— DIRECTION —
In the records that follow, replace every occurrence of "one pin per instance" with "one point per instance" and leave all other text unchanged. Leave the pictures out of your answer.

____________

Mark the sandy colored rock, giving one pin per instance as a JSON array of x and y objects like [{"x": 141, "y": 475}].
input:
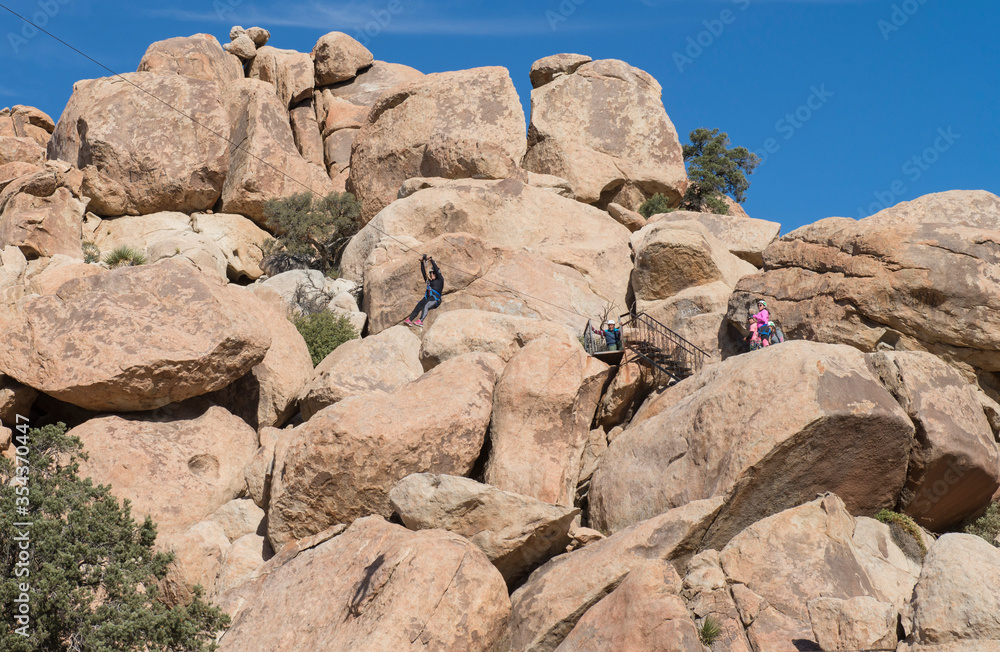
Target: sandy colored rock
[
  {"x": 341, "y": 464},
  {"x": 603, "y": 128},
  {"x": 178, "y": 464},
  {"x": 956, "y": 598},
  {"x": 745, "y": 237},
  {"x": 388, "y": 589},
  {"x": 516, "y": 532},
  {"x": 338, "y": 58},
  {"x": 198, "y": 57},
  {"x": 955, "y": 462},
  {"x": 545, "y": 70},
  {"x": 380, "y": 363},
  {"x": 197, "y": 336},
  {"x": 823, "y": 424},
  {"x": 643, "y": 614},
  {"x": 545, "y": 402},
  {"x": 288, "y": 71},
  {"x": 860, "y": 623},
  {"x": 462, "y": 331},
  {"x": 553, "y": 599},
  {"x": 462, "y": 124},
  {"x": 259, "y": 123},
  {"x": 144, "y": 156},
  {"x": 673, "y": 256}
]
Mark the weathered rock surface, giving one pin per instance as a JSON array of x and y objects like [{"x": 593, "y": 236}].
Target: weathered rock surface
[
  {"x": 380, "y": 363},
  {"x": 603, "y": 128},
  {"x": 545, "y": 402},
  {"x": 197, "y": 335},
  {"x": 823, "y": 424},
  {"x": 267, "y": 164},
  {"x": 745, "y": 237},
  {"x": 643, "y": 614},
  {"x": 955, "y": 461},
  {"x": 918, "y": 276},
  {"x": 341, "y": 464},
  {"x": 463, "y": 331},
  {"x": 555, "y": 597},
  {"x": 388, "y": 589},
  {"x": 516, "y": 532},
  {"x": 178, "y": 464},
  {"x": 338, "y": 58},
  {"x": 138, "y": 155},
  {"x": 461, "y": 124},
  {"x": 956, "y": 599},
  {"x": 198, "y": 57}
]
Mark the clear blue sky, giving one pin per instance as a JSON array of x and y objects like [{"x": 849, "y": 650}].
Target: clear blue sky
[{"x": 908, "y": 98}]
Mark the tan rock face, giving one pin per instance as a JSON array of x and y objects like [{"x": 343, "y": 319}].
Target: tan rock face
[
  {"x": 198, "y": 57},
  {"x": 259, "y": 123},
  {"x": 545, "y": 402},
  {"x": 388, "y": 589},
  {"x": 197, "y": 336},
  {"x": 144, "y": 156},
  {"x": 956, "y": 598},
  {"x": 552, "y": 601},
  {"x": 955, "y": 462},
  {"x": 458, "y": 125},
  {"x": 643, "y": 614},
  {"x": 463, "y": 331},
  {"x": 603, "y": 128},
  {"x": 379, "y": 363},
  {"x": 516, "y": 532},
  {"x": 177, "y": 465},
  {"x": 745, "y": 237},
  {"x": 338, "y": 58},
  {"x": 918, "y": 276},
  {"x": 766, "y": 440},
  {"x": 288, "y": 71},
  {"x": 341, "y": 464}
]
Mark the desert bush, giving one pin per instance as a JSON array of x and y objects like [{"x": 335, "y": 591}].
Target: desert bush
[
  {"x": 124, "y": 256},
  {"x": 324, "y": 332},
  {"x": 310, "y": 230},
  {"x": 91, "y": 576}
]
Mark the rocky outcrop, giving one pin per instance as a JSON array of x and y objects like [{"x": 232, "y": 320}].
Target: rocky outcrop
[
  {"x": 603, "y": 128},
  {"x": 463, "y": 331},
  {"x": 195, "y": 335},
  {"x": 139, "y": 155},
  {"x": 388, "y": 589},
  {"x": 178, "y": 464},
  {"x": 266, "y": 164},
  {"x": 516, "y": 532},
  {"x": 457, "y": 125},
  {"x": 380, "y": 363},
  {"x": 340, "y": 465},
  {"x": 823, "y": 424},
  {"x": 955, "y": 462},
  {"x": 545, "y": 402}
]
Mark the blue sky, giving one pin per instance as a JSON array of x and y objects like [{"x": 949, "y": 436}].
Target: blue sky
[{"x": 856, "y": 104}]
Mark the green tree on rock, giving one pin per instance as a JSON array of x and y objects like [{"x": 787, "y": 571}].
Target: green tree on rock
[
  {"x": 311, "y": 229},
  {"x": 91, "y": 574}
]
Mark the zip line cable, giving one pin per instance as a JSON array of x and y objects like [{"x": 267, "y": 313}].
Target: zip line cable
[{"x": 240, "y": 147}]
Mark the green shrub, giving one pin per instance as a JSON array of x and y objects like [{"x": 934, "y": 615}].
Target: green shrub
[
  {"x": 709, "y": 631},
  {"x": 310, "y": 230},
  {"x": 91, "y": 253},
  {"x": 906, "y": 524},
  {"x": 124, "y": 256},
  {"x": 92, "y": 574},
  {"x": 324, "y": 332},
  {"x": 987, "y": 526},
  {"x": 655, "y": 205}
]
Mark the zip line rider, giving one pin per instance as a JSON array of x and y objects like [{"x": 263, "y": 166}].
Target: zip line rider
[{"x": 432, "y": 295}]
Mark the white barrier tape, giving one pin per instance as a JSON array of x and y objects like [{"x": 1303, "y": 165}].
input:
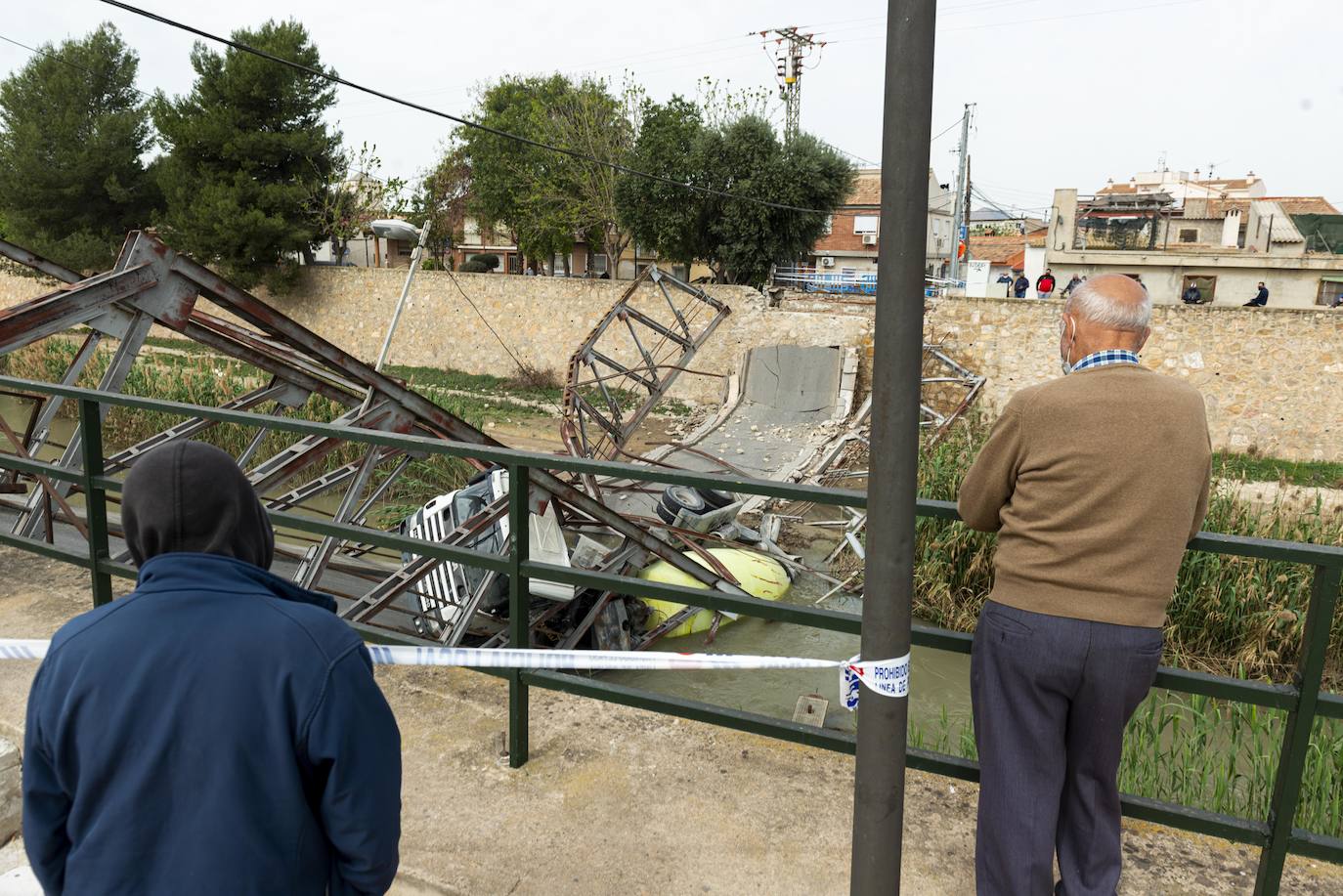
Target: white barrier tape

____________

— FINISHED ANSWER —
Mark the sandy colored rock, giving one point per instance as a JSON array of x and y objects like [{"x": 141, "y": 475}].
input:
Target: sandy colored rock
[
  {"x": 341, "y": 464},
  {"x": 603, "y": 128},
  {"x": 178, "y": 464},
  {"x": 956, "y": 598},
  {"x": 745, "y": 237},
  {"x": 388, "y": 589},
  {"x": 516, "y": 532},
  {"x": 338, "y": 58},
  {"x": 198, "y": 57},
  {"x": 955, "y": 462},
  {"x": 545, "y": 70},
  {"x": 380, "y": 363},
  {"x": 197, "y": 336},
  {"x": 823, "y": 424},
  {"x": 643, "y": 614},
  {"x": 545, "y": 402},
  {"x": 288, "y": 71},
  {"x": 860, "y": 623},
  {"x": 462, "y": 331},
  {"x": 553, "y": 599},
  {"x": 462, "y": 124},
  {"x": 259, "y": 123},
  {"x": 144, "y": 156},
  {"x": 673, "y": 256}
]
Mark the weathered rock surface, giving one point per instance as a JSON array of x and y objects like [{"x": 593, "y": 236}].
Target: weathered rock surface
[
  {"x": 380, "y": 363},
  {"x": 603, "y": 128},
  {"x": 545, "y": 402},
  {"x": 197, "y": 335},
  {"x": 823, "y": 424},
  {"x": 267, "y": 164},
  {"x": 745, "y": 237},
  {"x": 643, "y": 614},
  {"x": 955, "y": 461},
  {"x": 918, "y": 276},
  {"x": 341, "y": 464},
  {"x": 463, "y": 331},
  {"x": 555, "y": 597},
  {"x": 388, "y": 589},
  {"x": 516, "y": 532},
  {"x": 178, "y": 464},
  {"x": 338, "y": 58},
  {"x": 138, "y": 155},
  {"x": 461, "y": 124},
  {"x": 956, "y": 599},
  {"x": 198, "y": 57}
]
Mark the clear blue sky, giving one point per instance as a JSON array of x and y objects like [{"x": 849, "y": 650}].
Target: clear blue sky
[{"x": 908, "y": 98}]
Mark the tan rock face, giving one point per instance as a JSON array of x and y objects like [{"x": 343, "y": 319}].
Target: tan rock face
[
  {"x": 198, "y": 57},
  {"x": 259, "y": 123},
  {"x": 545, "y": 402},
  {"x": 388, "y": 589},
  {"x": 197, "y": 336},
  {"x": 144, "y": 156},
  {"x": 956, "y": 598},
  {"x": 552, "y": 601},
  {"x": 955, "y": 462},
  {"x": 458, "y": 125},
  {"x": 643, "y": 614},
  {"x": 463, "y": 331},
  {"x": 603, "y": 128},
  {"x": 379, "y": 363},
  {"x": 516, "y": 532},
  {"x": 177, "y": 465},
  {"x": 745, "y": 237},
  {"x": 338, "y": 58},
  {"x": 918, "y": 276},
  {"x": 766, "y": 440},
  {"x": 288, "y": 71},
  {"x": 341, "y": 464}
]
Mark the desert bush, giving one point per instance as a JSON array of x and y objects like [{"x": 335, "y": 591}].
Target: desert bush
[
  {"x": 124, "y": 256},
  {"x": 324, "y": 332},
  {"x": 310, "y": 230},
  {"x": 91, "y": 576}
]
Mark the rocky outcrop, giving one point per instance as a JSON array of x and y objects like [{"x": 232, "y": 320}].
Target: rocky outcrop
[
  {"x": 603, "y": 128},
  {"x": 463, "y": 331},
  {"x": 195, "y": 335},
  {"x": 139, "y": 155},
  {"x": 388, "y": 589},
  {"x": 178, "y": 464},
  {"x": 266, "y": 164},
  {"x": 516, "y": 532},
  {"x": 457, "y": 125},
  {"x": 380, "y": 363},
  {"x": 340, "y": 465},
  {"x": 823, "y": 424},
  {"x": 955, "y": 462},
  {"x": 545, "y": 402}
]
Mark the blue sky, giving one point per instance as a JSON array of x and y objects like [{"x": 949, "y": 436}].
Target: blue sky
[{"x": 856, "y": 104}]
Mark the green tree on rock, giving one point per instance as a JSON array of x and y objects like [{"x": 787, "y": 571}].
Target: green tree on rock
[
  {"x": 311, "y": 229},
  {"x": 91, "y": 574}
]
Mark the zip line cable, giving one point per instance as a JSON array of x and y objects like [{"x": 267, "y": 313}].
Target: zip line cable
[{"x": 240, "y": 147}]
Mark the green shrub, giving one point per instance as a JSON array of x and y objects like [{"x": 934, "y": 615}].
Target: green shrub
[
  {"x": 709, "y": 631},
  {"x": 310, "y": 230},
  {"x": 91, "y": 253},
  {"x": 906, "y": 524},
  {"x": 124, "y": 256},
  {"x": 92, "y": 574},
  {"x": 324, "y": 332},
  {"x": 987, "y": 526},
  {"x": 655, "y": 205}
]
Mark the zip line rider, giving one point per instance as a JSON array of x and y objects like [{"x": 263, "y": 166}].
Target: zip line rider
[{"x": 432, "y": 295}]
Mark the white barrier tape, giving one point per instance as a JSON array of x and y objects like [{"x": 1303, "y": 165}].
input:
Target: white barrier tape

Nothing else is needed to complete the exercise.